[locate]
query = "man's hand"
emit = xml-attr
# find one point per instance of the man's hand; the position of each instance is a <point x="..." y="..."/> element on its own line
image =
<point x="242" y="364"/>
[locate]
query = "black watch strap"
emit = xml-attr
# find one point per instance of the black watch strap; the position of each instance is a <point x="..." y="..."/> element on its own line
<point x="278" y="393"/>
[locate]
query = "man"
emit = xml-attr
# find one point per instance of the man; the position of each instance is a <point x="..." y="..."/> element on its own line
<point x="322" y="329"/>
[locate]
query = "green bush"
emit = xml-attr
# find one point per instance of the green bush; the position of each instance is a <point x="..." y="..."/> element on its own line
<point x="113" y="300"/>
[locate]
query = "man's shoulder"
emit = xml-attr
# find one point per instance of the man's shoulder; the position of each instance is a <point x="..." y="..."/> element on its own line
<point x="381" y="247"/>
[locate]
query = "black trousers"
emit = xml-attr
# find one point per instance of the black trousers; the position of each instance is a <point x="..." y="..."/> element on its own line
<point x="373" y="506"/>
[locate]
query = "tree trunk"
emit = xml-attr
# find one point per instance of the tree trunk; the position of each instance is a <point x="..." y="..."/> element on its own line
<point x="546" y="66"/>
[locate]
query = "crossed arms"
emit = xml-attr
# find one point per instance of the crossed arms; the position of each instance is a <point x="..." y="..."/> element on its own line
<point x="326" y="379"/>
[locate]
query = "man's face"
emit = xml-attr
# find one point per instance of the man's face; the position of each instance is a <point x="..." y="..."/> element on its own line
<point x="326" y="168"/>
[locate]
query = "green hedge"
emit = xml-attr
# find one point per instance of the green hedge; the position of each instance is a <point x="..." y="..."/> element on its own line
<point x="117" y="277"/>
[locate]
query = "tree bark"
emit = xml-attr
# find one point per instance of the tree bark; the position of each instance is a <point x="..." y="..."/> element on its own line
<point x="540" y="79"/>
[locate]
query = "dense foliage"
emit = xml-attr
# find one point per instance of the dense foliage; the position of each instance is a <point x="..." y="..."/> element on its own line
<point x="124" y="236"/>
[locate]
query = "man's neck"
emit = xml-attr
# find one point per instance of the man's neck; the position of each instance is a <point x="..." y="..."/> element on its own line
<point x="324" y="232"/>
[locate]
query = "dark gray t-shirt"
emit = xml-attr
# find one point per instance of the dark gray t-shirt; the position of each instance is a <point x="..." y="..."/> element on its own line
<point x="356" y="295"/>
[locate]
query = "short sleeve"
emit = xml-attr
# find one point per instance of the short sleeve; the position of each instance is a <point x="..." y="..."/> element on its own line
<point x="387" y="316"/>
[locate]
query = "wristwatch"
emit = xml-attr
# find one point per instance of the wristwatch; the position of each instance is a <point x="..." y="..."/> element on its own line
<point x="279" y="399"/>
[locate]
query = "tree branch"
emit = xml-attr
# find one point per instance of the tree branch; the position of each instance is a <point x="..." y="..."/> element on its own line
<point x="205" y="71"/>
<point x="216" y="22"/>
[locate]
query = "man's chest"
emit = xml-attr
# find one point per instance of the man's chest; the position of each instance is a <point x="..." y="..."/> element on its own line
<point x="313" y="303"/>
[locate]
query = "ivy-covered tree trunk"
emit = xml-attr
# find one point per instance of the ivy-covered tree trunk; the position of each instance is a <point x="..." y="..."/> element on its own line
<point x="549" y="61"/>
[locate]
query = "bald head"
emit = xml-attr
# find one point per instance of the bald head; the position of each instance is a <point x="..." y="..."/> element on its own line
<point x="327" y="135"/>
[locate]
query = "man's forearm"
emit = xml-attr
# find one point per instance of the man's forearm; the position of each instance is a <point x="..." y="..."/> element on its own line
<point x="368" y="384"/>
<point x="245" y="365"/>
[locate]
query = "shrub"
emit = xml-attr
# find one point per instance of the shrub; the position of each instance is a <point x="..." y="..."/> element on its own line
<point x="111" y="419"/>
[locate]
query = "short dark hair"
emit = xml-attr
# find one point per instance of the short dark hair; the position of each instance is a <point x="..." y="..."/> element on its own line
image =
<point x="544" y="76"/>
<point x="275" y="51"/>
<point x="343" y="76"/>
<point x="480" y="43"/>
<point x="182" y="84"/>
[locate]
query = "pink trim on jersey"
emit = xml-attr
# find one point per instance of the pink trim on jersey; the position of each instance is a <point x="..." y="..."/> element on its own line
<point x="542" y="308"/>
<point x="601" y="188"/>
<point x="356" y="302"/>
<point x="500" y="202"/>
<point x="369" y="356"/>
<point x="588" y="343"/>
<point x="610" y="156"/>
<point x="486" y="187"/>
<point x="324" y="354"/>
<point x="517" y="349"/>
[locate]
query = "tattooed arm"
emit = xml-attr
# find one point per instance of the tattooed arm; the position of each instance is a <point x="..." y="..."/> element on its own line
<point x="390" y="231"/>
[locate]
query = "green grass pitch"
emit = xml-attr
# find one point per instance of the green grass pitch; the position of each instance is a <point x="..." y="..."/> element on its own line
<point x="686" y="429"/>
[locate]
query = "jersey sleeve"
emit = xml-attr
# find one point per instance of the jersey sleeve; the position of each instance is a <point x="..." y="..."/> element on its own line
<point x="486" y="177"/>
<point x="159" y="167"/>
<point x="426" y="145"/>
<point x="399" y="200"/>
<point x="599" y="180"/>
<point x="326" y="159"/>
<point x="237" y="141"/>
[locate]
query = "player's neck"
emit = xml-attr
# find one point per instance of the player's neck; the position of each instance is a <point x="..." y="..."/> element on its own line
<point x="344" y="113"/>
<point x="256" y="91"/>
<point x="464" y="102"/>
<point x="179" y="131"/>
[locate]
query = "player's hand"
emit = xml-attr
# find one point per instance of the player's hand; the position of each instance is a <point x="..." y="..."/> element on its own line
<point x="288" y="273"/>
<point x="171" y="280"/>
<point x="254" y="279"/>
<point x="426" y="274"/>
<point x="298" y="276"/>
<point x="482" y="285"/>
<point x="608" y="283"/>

▬▬▬▬▬▬▬▬▬▬

- WHAT YOU HAVE TO DO: Output all the lines above, matching them word for word.

- FINISHED TASK:
[locate]
query = "man's hand"
emit = xml-attr
# find one point per instance of the man's hand; the position of each instance is a <point x="..." y="..."/> element on its own line
image =
<point x="242" y="364"/>
[locate]
query = "black watch strap"
emit = xml-attr
# find one point per instance of the black watch strap; the position of each instance is a <point x="..." y="..."/> element on its own line
<point x="278" y="393"/>
[locate]
query = "man"
emit = xml-attr
# find one point per instance of the man; the position of each instance is a <point x="..." y="..."/> element on its own line
<point x="322" y="329"/>
[locate]
query = "green bush"
emit = xml-attr
# find one point per instance of the green bush; the position of each instance is a <point x="..." y="..."/> element on its own line
<point x="113" y="300"/>
[locate]
query = "man's shoulder"
emit = xml-attr
# find one point per instance of the man's shoulder; the position of each instance is a <point x="..." y="..."/> element on its own line
<point x="381" y="247"/>
[locate]
query = "black trousers"
emit = xml-attr
# find one point per instance of the black trousers; the position of each instance is a <point x="..." y="..."/> element on its own line
<point x="373" y="506"/>
[locate]
query = "tree trunk"
emit = xml-attr
# find one point per instance of the tree trunk; the position of each instance is a <point x="..." y="..."/> element on its own line
<point x="546" y="66"/>
[locate]
query = "crossed arms"
emit = xml-attr
# find one point per instance of the crossed arms; the position of each instance is a <point x="..." y="..."/> element on its own line
<point x="326" y="379"/>
[locate]
query = "man's face"
emit = xml-attr
# find one point per instance of the man's face; the position of each instance is a <point x="..." y="..."/> element on its own line
<point x="326" y="168"/>
[locate]
query = "green hedge"
emit = xml-attr
# find one point per instance of the green hedge; the position of each instance is a <point x="..." y="..."/> element on its own line
<point x="117" y="277"/>
[locate]
query = "tree bark"
emit = xml-attr
# find one point per instance of the tree bark; the position of each instance is a <point x="..." y="..."/> element on its own line
<point x="540" y="79"/>
[locate]
query = "dense foliage"
emit = xml-attr
# find one point per instance of the dense foliage; the position of each instance is a <point x="..." y="..."/> element on its own line
<point x="124" y="236"/>
[locate]
query = "man's neck"
emit = xml-attr
# find one point per instance of the man's neck; the position of each instance is a <point x="..." y="..."/> element on its own line
<point x="324" y="232"/>
[locate]
query = "dark gray t-shirt"
emit = xml-attr
# find one point per instance of the dark gray t-shirt; the position of each instance is a <point x="..." y="..."/> element on its own line
<point x="356" y="295"/>
[locate]
query = "short sleeve"
emit = xml-attr
# find one point per instance of the short sleeve; the position of each instance is a <point x="..." y="..."/> element on its own line
<point x="387" y="316"/>
[locate]
query = "wristwatch"
emit = xml-attr
# find one point per instance of the wristwatch; the position of each instance is a <point x="..." y="..."/> element on its own line
<point x="279" y="399"/>
[locate]
query = "tree branch"
emit = xml-attr
# find one point per instance of the tree branch; the position of each instance is a <point x="..." y="..."/> element on its own line
<point x="205" y="71"/>
<point x="216" y="22"/>
[locate]
query = "man's chest"
emit = xml-attr
# find one point per instance of the man's chest; the position of each instance is a <point x="..." y="..."/> element on its own line
<point x="313" y="303"/>
[locate]
query = "ivy-covered tree trunk"
emit = xml-attr
# find one point per instance of the ivy-covered tree trunk; the position of each instance is a <point x="..." y="..."/> element on its own line
<point x="549" y="61"/>
[locate]
query = "bald head"
emit = xml-attr
# find one point per instance of the bald head; the position of each instance is a <point x="..." y="..."/> element on its own line
<point x="327" y="135"/>
[locate]
query = "man's forearm"
emit = xml-attr
# find one point per instance of the man's forearm; the position of each instance is a <point x="..." y="..."/> element on its own line
<point x="368" y="384"/>
<point x="245" y="365"/>
[locate]
query = "shrub"
emit = xml-attr
# find one point per instance of the shrub; the position of each instance is a <point x="..." y="..."/> element on its own line
<point x="111" y="419"/>
[locate]
query = "short dark hair"
emit = xml-attr
# find one point per instance of the short dark hair; the position of each instance is a <point x="..." y="..."/> element on its own line
image =
<point x="544" y="76"/>
<point x="275" y="51"/>
<point x="343" y="76"/>
<point x="480" y="43"/>
<point x="182" y="84"/>
[locate]
query = "pink trim on jersey"
emit = xml-attr
# find one point per instance of the pink trim on jersey; the position of each instance is a <point x="..." y="..."/> element on its own line
<point x="542" y="308"/>
<point x="601" y="188"/>
<point x="356" y="302"/>
<point x="500" y="202"/>
<point x="369" y="356"/>
<point x="588" y="343"/>
<point x="610" y="156"/>
<point x="486" y="187"/>
<point x="324" y="354"/>
<point x="517" y="349"/>
[locate]
query = "tattooed arm"
emit = xml-attr
# find one point per instance of the tattooed arm; the position of each instance is a <point x="..." y="..."/> element on its own line
<point x="390" y="231"/>
[locate]
query = "green grass pitch"
emit = xml-attr
# find one point per instance of the green grass pitch; the position of each instance is a <point x="..." y="..."/> element on its own line
<point x="686" y="429"/>
[locate]
query = "jersey sleeve"
emit = xml-attr
# find one point per instance of the jersey sleeve; the position of each instance is a <point x="..." y="..."/> element on its own line
<point x="486" y="177"/>
<point x="159" y="167"/>
<point x="426" y="145"/>
<point x="399" y="200"/>
<point x="599" y="180"/>
<point x="326" y="159"/>
<point x="237" y="141"/>
[locate]
query = "player's neck"
emit = xml-attr
# find one point per instance of the player's neck; the position of each instance is a <point x="..." y="..."/> element on its own line
<point x="344" y="113"/>
<point x="256" y="91"/>
<point x="464" y="102"/>
<point x="179" y="131"/>
[locate]
query = "player's hand"
emit = xml-attr
# find one point per instance of the player's hand; the position of each instance is a <point x="..." y="..."/> element on its own line
<point x="288" y="273"/>
<point x="171" y="280"/>
<point x="254" y="279"/>
<point x="426" y="274"/>
<point x="298" y="276"/>
<point x="482" y="285"/>
<point x="608" y="283"/>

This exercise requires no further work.